• [Task requirements] Pull out each line in the records below that contains the word "thickest", treating uppercase and lowercase as different.

++++ Records for the exercise ++++

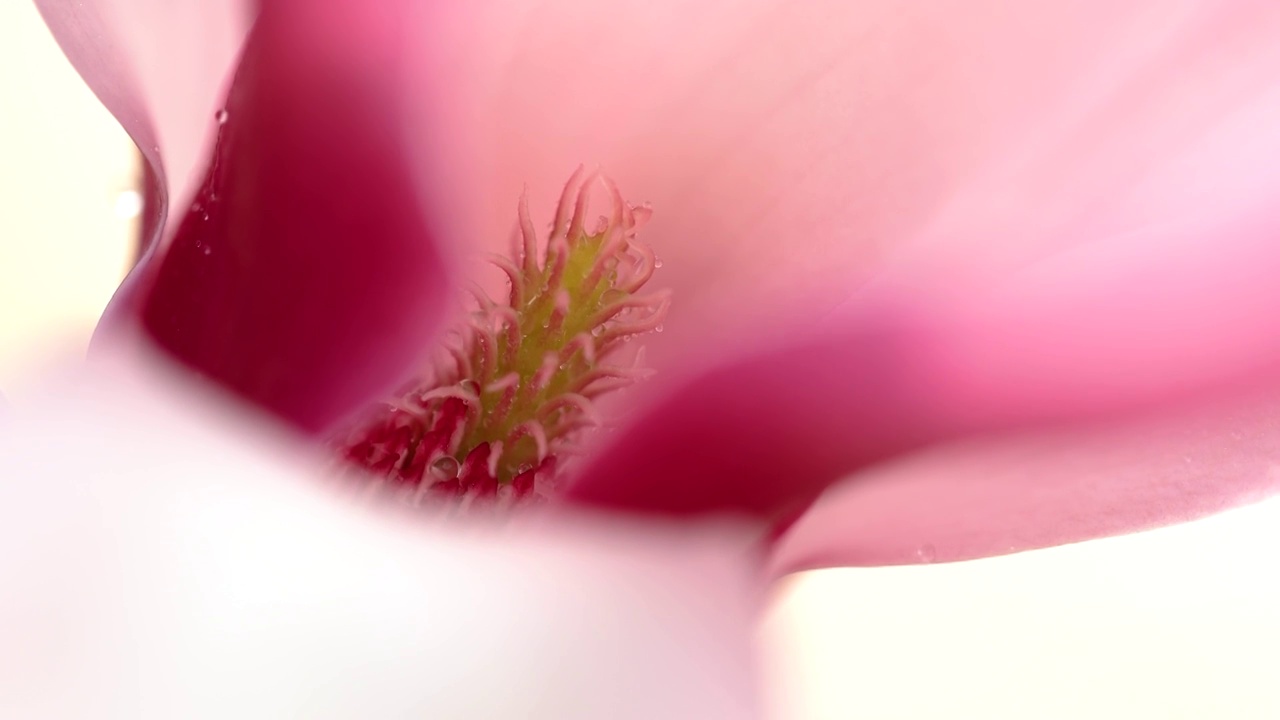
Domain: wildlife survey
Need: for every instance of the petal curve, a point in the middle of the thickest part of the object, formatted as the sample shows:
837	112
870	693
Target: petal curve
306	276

++++
++++ Records for the exercise ++++

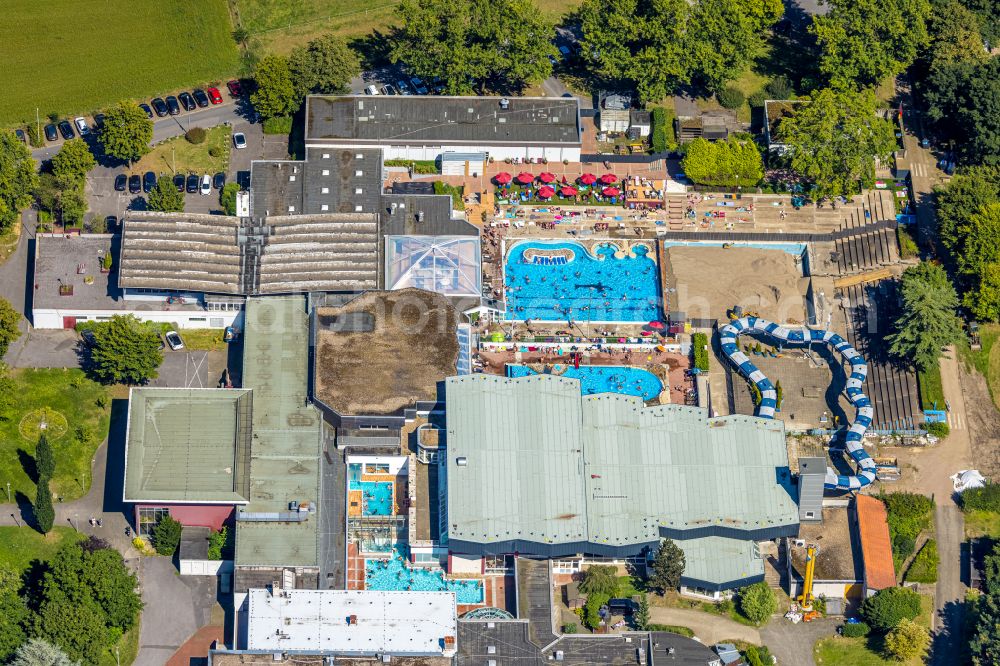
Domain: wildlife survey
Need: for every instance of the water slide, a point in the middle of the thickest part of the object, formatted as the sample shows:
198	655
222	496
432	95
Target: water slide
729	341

++++

• [Answer in full]
Need: for every instance of the petal curve, a point in the middle of the thickest part of the object, formatted as the sample shows:
Need: for every instance of the water slide, a point in the middle of the thickest part of the object, formatted as the sample shows:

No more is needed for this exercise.